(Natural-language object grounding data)
Segment Open

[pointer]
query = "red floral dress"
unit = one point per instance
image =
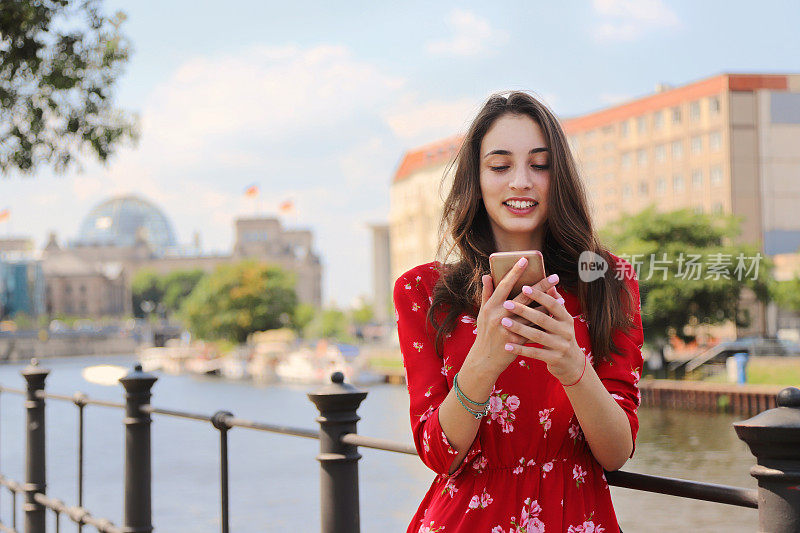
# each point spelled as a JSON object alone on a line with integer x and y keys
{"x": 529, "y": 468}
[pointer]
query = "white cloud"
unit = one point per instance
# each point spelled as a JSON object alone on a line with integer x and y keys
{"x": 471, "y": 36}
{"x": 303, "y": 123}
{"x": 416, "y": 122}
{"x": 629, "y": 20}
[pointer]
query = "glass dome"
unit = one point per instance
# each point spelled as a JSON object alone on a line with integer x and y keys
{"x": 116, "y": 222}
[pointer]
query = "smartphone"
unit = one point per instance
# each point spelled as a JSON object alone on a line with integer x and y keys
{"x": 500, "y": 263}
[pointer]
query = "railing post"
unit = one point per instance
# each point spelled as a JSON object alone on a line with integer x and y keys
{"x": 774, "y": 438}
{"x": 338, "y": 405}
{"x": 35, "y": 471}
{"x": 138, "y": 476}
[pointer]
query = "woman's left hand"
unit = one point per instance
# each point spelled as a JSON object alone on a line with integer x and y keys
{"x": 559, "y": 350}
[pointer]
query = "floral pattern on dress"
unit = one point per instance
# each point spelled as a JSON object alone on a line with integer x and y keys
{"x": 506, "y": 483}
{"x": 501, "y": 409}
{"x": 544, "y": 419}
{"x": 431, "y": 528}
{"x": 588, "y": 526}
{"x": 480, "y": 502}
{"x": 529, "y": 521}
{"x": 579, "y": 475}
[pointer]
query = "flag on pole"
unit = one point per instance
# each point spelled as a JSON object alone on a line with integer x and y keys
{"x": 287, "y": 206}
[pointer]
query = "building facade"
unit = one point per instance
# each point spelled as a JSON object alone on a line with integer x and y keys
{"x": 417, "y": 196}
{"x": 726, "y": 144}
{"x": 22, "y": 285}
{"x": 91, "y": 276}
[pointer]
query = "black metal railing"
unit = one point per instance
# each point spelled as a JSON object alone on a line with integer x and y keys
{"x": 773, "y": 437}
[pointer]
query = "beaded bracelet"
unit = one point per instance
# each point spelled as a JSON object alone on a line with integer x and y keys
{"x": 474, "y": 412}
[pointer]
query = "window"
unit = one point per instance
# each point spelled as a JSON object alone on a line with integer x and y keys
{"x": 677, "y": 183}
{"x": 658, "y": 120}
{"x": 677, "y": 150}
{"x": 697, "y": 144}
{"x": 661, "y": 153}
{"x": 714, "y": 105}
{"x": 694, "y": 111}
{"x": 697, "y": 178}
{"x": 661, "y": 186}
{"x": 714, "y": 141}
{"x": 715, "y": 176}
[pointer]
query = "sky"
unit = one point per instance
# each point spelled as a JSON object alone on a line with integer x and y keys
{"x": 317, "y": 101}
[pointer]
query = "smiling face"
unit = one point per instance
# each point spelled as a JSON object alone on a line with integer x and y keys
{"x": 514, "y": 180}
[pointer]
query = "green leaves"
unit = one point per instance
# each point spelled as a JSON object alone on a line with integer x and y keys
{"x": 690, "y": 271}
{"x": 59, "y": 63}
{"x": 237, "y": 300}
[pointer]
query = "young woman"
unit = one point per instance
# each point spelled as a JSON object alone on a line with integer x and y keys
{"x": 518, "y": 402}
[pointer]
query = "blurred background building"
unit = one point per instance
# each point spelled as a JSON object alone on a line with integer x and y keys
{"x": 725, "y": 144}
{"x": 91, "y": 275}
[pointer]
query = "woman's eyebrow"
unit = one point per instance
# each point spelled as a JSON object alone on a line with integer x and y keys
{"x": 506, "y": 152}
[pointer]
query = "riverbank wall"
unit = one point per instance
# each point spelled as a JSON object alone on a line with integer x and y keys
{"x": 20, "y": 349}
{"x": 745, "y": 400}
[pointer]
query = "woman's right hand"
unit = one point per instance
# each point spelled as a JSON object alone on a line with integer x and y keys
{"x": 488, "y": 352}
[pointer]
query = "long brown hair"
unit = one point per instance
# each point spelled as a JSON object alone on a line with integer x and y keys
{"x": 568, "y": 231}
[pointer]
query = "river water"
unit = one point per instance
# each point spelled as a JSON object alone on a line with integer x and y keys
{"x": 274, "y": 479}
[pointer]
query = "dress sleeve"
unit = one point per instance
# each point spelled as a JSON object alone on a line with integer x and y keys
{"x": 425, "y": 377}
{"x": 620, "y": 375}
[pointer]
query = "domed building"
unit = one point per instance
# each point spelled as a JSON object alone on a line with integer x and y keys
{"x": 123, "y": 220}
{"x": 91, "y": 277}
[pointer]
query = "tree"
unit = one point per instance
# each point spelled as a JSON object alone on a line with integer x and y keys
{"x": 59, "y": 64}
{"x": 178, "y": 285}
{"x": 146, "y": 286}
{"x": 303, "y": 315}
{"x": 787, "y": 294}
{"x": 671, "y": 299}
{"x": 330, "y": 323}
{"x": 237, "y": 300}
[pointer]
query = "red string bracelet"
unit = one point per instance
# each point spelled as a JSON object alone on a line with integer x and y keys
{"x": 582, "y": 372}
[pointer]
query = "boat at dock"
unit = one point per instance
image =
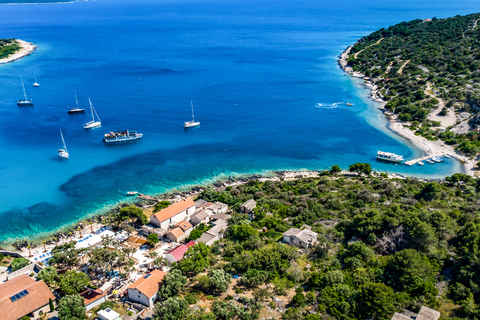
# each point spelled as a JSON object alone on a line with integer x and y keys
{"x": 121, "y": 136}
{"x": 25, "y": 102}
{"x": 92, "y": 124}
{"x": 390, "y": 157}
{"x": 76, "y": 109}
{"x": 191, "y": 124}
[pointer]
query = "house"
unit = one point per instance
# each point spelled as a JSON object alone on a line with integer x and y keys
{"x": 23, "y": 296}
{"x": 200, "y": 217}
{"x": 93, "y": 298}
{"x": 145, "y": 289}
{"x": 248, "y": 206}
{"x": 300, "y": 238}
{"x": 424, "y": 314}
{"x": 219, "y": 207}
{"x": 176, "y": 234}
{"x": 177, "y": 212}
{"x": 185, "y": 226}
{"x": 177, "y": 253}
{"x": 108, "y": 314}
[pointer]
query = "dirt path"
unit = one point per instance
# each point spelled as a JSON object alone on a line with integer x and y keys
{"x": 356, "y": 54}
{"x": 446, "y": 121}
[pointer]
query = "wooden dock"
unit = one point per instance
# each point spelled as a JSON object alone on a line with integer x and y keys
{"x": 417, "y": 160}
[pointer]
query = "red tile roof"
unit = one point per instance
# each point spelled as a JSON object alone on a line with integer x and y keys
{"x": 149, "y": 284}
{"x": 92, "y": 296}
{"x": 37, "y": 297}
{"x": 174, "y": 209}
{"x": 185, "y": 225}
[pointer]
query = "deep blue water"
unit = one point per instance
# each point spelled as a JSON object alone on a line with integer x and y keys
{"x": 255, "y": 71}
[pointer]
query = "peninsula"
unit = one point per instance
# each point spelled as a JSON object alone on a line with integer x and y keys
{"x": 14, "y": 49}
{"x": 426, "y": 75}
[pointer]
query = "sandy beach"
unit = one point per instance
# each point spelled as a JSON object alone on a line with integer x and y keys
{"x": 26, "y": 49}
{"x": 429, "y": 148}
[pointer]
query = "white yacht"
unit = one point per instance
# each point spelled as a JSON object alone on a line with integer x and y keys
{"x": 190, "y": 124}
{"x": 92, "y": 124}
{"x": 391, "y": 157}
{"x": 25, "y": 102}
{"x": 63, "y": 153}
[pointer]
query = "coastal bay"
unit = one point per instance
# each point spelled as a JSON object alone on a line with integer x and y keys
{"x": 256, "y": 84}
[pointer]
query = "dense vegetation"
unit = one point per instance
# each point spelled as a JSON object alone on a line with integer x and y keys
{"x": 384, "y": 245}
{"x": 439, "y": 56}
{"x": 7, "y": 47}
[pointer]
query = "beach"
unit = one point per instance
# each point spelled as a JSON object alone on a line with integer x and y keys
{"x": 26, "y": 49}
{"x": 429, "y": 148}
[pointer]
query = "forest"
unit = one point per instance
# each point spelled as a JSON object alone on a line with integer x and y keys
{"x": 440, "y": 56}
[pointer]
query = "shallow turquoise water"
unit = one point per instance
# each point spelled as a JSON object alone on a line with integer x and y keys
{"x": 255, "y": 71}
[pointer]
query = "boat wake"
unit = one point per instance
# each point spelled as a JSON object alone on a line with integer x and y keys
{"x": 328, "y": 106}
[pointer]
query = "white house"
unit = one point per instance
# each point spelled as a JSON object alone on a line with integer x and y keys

Segment Closed
Segment Open

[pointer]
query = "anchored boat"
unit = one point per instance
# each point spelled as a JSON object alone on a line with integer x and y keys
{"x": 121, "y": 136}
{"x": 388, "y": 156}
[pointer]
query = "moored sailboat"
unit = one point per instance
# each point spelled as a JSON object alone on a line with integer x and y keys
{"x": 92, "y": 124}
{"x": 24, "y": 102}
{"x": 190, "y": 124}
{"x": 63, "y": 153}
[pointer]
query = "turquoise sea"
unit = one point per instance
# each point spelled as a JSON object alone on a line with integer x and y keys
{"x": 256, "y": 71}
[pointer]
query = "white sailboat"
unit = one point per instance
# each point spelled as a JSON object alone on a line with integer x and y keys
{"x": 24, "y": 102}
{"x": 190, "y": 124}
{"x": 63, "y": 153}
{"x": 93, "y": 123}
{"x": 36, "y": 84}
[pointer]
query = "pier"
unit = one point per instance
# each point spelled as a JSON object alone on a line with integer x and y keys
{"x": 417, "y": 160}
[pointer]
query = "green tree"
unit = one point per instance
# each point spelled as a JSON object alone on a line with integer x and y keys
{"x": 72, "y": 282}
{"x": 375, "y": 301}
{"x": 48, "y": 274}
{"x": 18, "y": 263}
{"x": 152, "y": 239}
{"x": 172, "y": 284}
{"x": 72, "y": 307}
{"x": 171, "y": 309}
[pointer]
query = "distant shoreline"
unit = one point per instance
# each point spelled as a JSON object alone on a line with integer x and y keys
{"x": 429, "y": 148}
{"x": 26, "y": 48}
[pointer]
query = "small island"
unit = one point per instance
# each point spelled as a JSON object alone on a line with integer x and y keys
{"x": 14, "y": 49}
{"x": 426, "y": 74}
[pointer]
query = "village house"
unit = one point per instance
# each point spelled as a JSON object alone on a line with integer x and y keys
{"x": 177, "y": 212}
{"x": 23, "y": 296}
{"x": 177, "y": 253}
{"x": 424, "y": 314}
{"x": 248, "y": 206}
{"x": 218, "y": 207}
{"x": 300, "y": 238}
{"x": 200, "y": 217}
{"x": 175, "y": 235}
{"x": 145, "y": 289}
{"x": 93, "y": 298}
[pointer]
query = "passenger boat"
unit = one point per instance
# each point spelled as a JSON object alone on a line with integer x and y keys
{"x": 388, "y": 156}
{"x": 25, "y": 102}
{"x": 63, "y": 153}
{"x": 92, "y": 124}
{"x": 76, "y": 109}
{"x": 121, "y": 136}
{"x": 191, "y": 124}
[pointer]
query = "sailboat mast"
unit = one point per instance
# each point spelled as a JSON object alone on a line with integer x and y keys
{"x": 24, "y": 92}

Segment Closed

With the string "white" as the key, filter the data above and show the lines that match.

query = "white cloud"
query = "white yacht"
query = "white house"
query = "white sailboat"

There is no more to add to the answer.